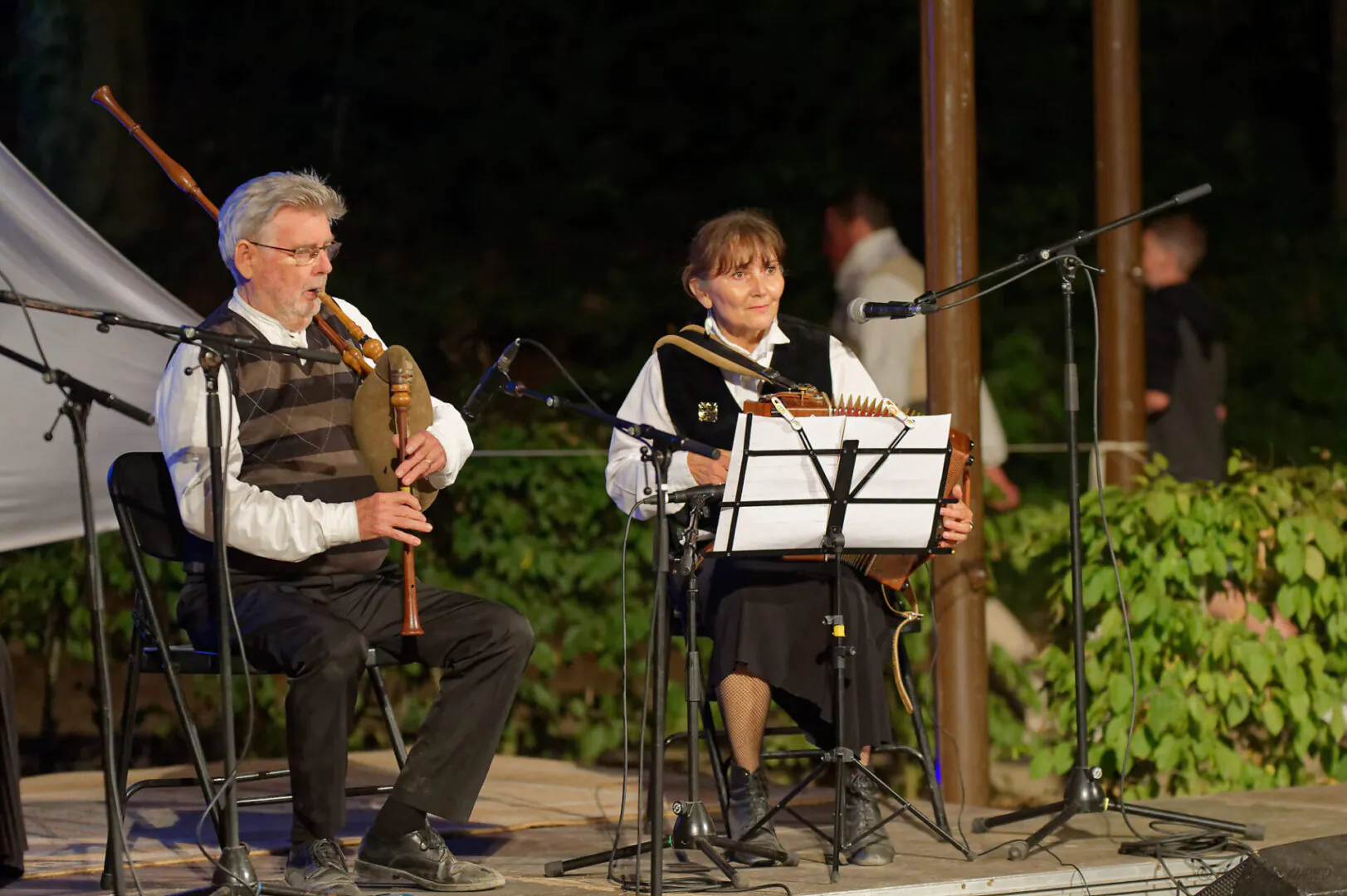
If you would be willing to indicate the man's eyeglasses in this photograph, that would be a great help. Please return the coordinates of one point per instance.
(306, 254)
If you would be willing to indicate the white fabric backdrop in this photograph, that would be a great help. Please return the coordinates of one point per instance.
(50, 254)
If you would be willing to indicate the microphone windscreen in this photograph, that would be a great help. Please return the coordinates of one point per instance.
(856, 310)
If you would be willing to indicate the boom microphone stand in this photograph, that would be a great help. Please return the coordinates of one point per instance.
(1083, 790)
(78, 397)
(694, 827)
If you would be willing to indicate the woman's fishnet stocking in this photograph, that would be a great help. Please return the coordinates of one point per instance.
(745, 699)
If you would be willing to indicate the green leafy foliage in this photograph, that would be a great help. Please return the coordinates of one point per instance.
(1219, 706)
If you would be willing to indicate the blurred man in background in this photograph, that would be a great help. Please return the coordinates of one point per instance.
(868, 259)
(1186, 353)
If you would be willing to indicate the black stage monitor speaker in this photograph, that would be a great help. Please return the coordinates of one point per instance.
(1304, 868)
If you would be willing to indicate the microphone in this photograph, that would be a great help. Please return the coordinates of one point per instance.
(1195, 193)
(687, 494)
(496, 376)
(860, 310)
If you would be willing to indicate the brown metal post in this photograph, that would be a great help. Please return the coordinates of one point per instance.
(954, 373)
(1118, 193)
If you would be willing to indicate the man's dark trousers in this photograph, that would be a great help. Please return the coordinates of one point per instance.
(318, 630)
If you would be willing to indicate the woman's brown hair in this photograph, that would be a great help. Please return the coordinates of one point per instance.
(732, 241)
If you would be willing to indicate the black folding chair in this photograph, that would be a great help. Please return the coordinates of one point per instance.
(147, 515)
(709, 733)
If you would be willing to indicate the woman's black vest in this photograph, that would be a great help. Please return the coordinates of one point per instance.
(700, 401)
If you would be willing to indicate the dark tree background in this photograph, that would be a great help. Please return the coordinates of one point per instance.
(536, 168)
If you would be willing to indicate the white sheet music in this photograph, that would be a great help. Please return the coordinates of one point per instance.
(901, 476)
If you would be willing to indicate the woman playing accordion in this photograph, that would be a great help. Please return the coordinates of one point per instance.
(764, 615)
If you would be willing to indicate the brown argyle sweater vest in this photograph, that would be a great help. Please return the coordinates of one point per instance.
(296, 438)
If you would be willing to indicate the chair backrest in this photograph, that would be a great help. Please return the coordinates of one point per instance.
(147, 505)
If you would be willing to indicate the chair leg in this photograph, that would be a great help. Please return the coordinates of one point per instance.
(713, 749)
(189, 727)
(923, 742)
(395, 734)
(121, 763)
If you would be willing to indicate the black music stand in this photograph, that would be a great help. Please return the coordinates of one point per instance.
(839, 494)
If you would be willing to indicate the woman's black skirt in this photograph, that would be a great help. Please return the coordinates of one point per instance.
(768, 615)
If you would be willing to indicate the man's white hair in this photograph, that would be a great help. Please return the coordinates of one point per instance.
(253, 204)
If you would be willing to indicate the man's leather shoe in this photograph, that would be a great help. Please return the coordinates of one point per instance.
(748, 806)
(862, 813)
(421, 859)
(320, 867)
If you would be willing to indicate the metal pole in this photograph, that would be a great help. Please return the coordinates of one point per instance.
(1118, 193)
(954, 373)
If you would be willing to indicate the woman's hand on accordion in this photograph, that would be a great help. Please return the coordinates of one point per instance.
(958, 520)
(707, 472)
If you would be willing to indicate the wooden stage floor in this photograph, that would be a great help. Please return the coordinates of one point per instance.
(535, 810)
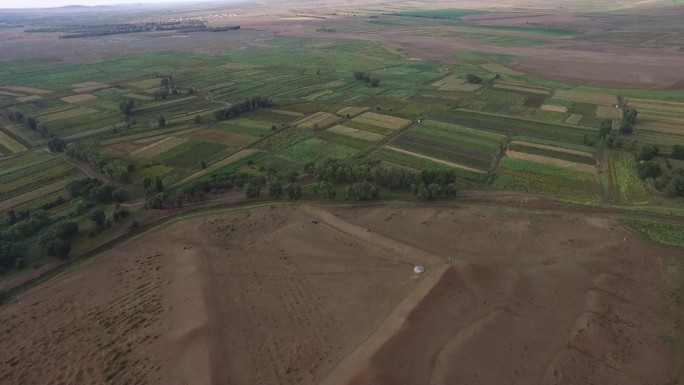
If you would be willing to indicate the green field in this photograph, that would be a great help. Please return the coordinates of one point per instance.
(537, 178)
(624, 180)
(309, 100)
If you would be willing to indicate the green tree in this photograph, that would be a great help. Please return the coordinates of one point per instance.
(126, 107)
(98, 217)
(473, 79)
(274, 186)
(325, 189)
(629, 115)
(677, 152)
(55, 144)
(606, 128)
(31, 124)
(119, 195)
(648, 152)
(252, 190)
(293, 191)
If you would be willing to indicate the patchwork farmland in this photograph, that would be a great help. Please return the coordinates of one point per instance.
(342, 193)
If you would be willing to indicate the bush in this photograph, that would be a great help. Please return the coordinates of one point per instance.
(648, 152)
(649, 170)
(677, 152)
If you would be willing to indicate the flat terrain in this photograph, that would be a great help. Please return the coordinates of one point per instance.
(315, 295)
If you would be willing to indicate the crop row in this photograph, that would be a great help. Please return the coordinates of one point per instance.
(284, 139)
(314, 149)
(9, 143)
(159, 147)
(33, 181)
(18, 163)
(470, 139)
(345, 140)
(670, 234)
(624, 180)
(553, 154)
(537, 178)
(29, 170)
(443, 152)
(418, 163)
(191, 157)
(518, 126)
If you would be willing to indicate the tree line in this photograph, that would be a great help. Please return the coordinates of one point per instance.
(85, 198)
(245, 106)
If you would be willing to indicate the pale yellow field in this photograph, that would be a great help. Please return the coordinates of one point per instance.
(384, 121)
(78, 98)
(9, 143)
(608, 112)
(550, 107)
(352, 111)
(154, 149)
(585, 97)
(497, 68)
(223, 163)
(354, 133)
(552, 161)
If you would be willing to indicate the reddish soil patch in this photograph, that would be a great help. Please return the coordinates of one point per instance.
(287, 295)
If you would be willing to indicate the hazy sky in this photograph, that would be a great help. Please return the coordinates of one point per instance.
(60, 3)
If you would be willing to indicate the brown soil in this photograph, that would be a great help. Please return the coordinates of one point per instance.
(306, 295)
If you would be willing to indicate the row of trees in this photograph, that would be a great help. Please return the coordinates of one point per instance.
(100, 161)
(54, 143)
(365, 180)
(22, 226)
(473, 79)
(247, 105)
(367, 79)
(671, 180)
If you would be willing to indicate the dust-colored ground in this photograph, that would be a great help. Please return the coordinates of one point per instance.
(311, 295)
(638, 47)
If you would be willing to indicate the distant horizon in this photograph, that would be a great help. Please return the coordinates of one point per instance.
(25, 4)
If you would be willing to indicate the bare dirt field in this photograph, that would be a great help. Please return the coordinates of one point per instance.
(315, 295)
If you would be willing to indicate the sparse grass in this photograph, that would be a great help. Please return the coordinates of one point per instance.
(669, 234)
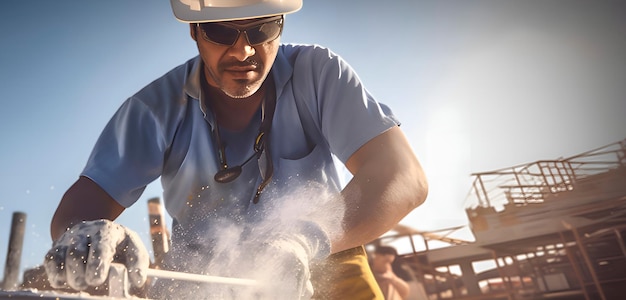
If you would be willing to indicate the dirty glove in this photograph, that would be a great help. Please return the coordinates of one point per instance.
(81, 257)
(282, 264)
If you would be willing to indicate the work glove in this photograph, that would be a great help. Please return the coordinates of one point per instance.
(82, 256)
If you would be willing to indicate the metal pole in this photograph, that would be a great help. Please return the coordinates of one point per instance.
(158, 231)
(14, 253)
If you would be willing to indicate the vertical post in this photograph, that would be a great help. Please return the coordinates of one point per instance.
(158, 231)
(14, 253)
(588, 262)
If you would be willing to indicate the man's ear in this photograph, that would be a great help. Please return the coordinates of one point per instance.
(192, 30)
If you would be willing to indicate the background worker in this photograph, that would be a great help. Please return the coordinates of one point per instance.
(243, 138)
(392, 286)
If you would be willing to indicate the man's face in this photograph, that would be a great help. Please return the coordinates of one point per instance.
(238, 69)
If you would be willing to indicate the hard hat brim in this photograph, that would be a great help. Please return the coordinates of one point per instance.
(260, 9)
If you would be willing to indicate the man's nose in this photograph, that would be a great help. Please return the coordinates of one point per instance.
(242, 50)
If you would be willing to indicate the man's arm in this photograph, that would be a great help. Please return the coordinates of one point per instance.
(388, 182)
(84, 200)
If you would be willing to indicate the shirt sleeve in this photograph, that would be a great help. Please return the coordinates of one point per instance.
(346, 114)
(128, 154)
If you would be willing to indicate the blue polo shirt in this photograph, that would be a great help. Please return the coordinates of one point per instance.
(165, 130)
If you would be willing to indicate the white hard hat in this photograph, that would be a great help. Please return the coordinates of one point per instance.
(200, 11)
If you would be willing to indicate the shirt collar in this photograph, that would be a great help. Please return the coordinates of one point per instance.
(281, 72)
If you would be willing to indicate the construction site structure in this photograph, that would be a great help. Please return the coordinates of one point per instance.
(550, 229)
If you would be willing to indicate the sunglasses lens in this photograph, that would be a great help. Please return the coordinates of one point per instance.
(219, 34)
(264, 33)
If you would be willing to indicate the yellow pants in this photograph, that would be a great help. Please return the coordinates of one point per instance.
(345, 275)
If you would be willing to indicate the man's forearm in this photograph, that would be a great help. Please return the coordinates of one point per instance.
(388, 183)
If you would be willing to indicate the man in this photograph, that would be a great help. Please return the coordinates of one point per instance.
(392, 286)
(243, 138)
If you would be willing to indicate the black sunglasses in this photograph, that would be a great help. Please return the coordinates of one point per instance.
(227, 33)
(261, 149)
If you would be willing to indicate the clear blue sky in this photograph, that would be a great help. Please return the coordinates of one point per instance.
(479, 85)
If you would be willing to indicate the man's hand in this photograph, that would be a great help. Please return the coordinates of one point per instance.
(81, 257)
(281, 262)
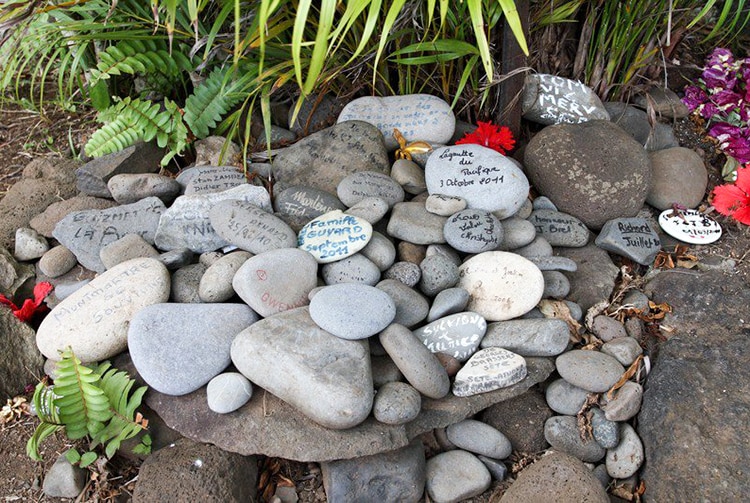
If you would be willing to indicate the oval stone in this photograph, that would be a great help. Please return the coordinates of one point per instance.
(94, 320)
(486, 179)
(277, 280)
(351, 310)
(473, 231)
(333, 236)
(501, 285)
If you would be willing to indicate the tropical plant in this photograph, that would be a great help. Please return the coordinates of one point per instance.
(97, 403)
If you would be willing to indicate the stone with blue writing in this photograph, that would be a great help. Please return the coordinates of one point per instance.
(549, 99)
(486, 179)
(209, 179)
(352, 311)
(354, 269)
(489, 369)
(334, 236)
(306, 202)
(177, 348)
(501, 285)
(187, 224)
(630, 237)
(690, 226)
(94, 319)
(419, 117)
(86, 232)
(251, 228)
(560, 229)
(473, 231)
(457, 335)
(277, 280)
(362, 184)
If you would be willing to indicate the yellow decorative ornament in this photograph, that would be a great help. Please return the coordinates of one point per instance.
(405, 151)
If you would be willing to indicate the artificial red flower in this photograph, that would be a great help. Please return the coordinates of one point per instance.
(734, 199)
(30, 307)
(497, 138)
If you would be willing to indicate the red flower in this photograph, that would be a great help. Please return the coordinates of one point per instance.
(734, 199)
(490, 135)
(30, 307)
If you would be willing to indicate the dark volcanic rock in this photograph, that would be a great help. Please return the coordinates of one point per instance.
(699, 391)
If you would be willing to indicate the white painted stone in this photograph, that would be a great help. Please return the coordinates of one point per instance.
(94, 320)
(501, 285)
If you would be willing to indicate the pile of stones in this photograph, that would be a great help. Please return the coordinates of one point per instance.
(342, 306)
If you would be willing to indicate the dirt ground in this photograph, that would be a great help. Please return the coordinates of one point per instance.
(55, 132)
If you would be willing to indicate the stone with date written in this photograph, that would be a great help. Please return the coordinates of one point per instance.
(276, 280)
(630, 237)
(486, 179)
(489, 369)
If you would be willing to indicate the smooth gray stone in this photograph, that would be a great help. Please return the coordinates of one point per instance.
(29, 245)
(457, 335)
(562, 434)
(251, 228)
(187, 224)
(396, 403)
(407, 273)
(556, 477)
(216, 283)
(607, 328)
(127, 247)
(353, 269)
(409, 175)
(591, 370)
(448, 301)
(177, 348)
(306, 202)
(517, 233)
(530, 337)
(228, 392)
(473, 231)
(363, 184)
(174, 259)
(210, 179)
(630, 237)
(413, 223)
(540, 247)
(420, 117)
(331, 381)
(565, 398)
(556, 285)
(397, 475)
(92, 177)
(186, 284)
(605, 432)
(57, 261)
(479, 438)
(438, 273)
(86, 232)
(380, 250)
(352, 311)
(553, 263)
(549, 99)
(323, 159)
(627, 457)
(486, 179)
(626, 402)
(454, 476)
(129, 188)
(560, 229)
(420, 367)
(276, 281)
(624, 349)
(411, 306)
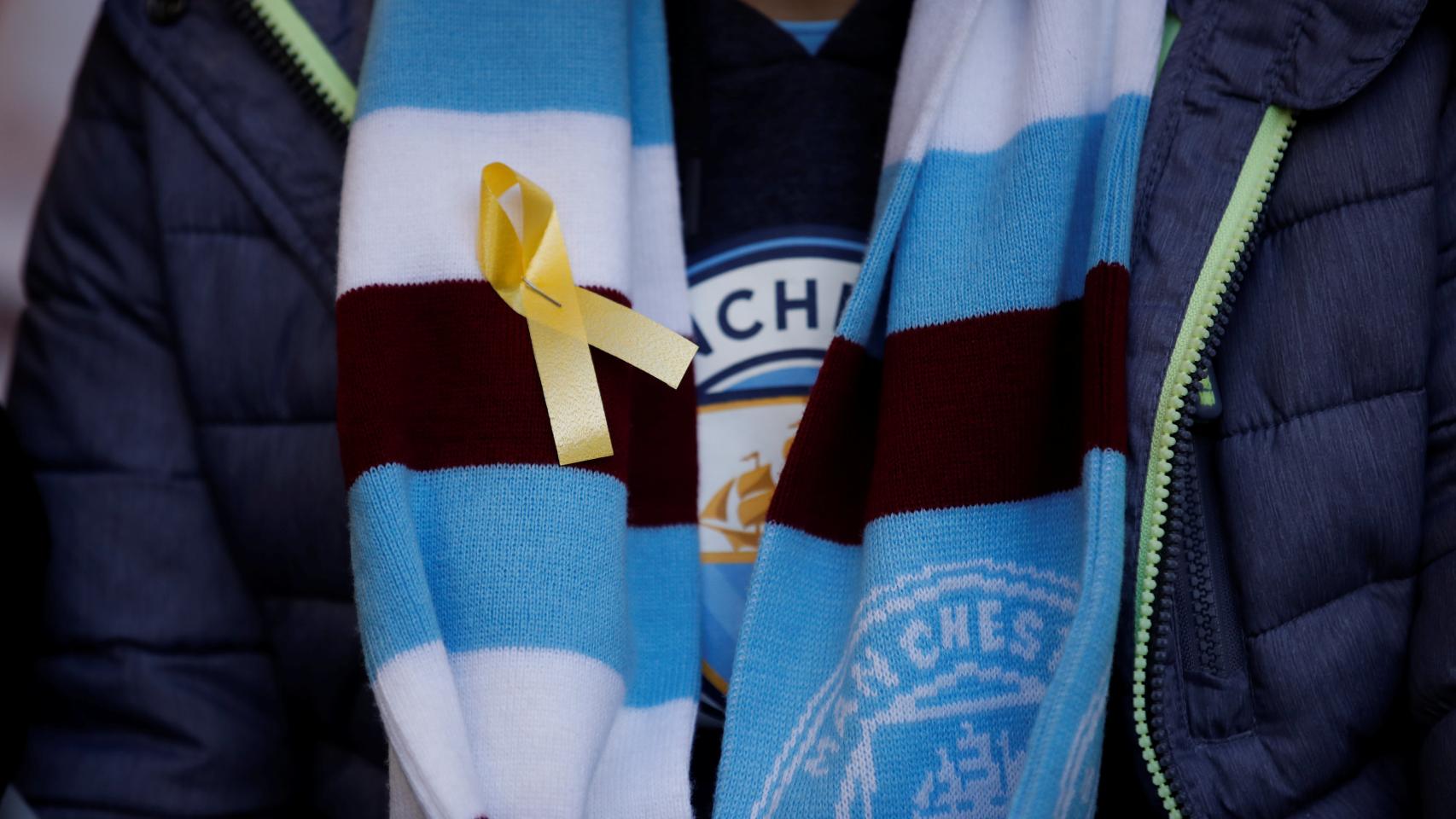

★ ★ ★ ★ ★

> Work to do
Go back to the start of the records and write out every line again, requests included, through the line that contains "(1186, 353)", adding 132 to each number in the coordinates. Leave the pictures out.

> Exercise solution
If you would be willing to indicate the man's eyeglasses in this photograph, that would be a great help. Please return the coordinates of one point per instance.
(438, 386)
If you would be willing to indicate the white fabric backdrop in this photograph, that would be a great help. Please return the coordinates of one point per instance.
(182, 386)
If you would be willing to indicate the microphone windscreen in this photograph, that would be a great help. Please return the coordinates of one point per instance.
(988, 442)
If you would be willing to indicate the boom microphone stand in this photograph, that would be a great help. Please return the coordinates of one point per instance.
(1215, 922)
(210, 529)
(826, 959)
If you would be willing to indicate the woman's fishnet stocking in this photograph, that would be a great help. Please return the coordinates of one point per instance.
(877, 831)
If you would be willing to indicate the green leafy foliage in this photograph, that would be a great help. Please return the coordinates of one point per instance.
(1351, 838)
If you would be willing to indicate the blurred man in background in this photograph, that would be a great help. Please return the coordinates of one point per instance.
(1000, 391)
(1318, 485)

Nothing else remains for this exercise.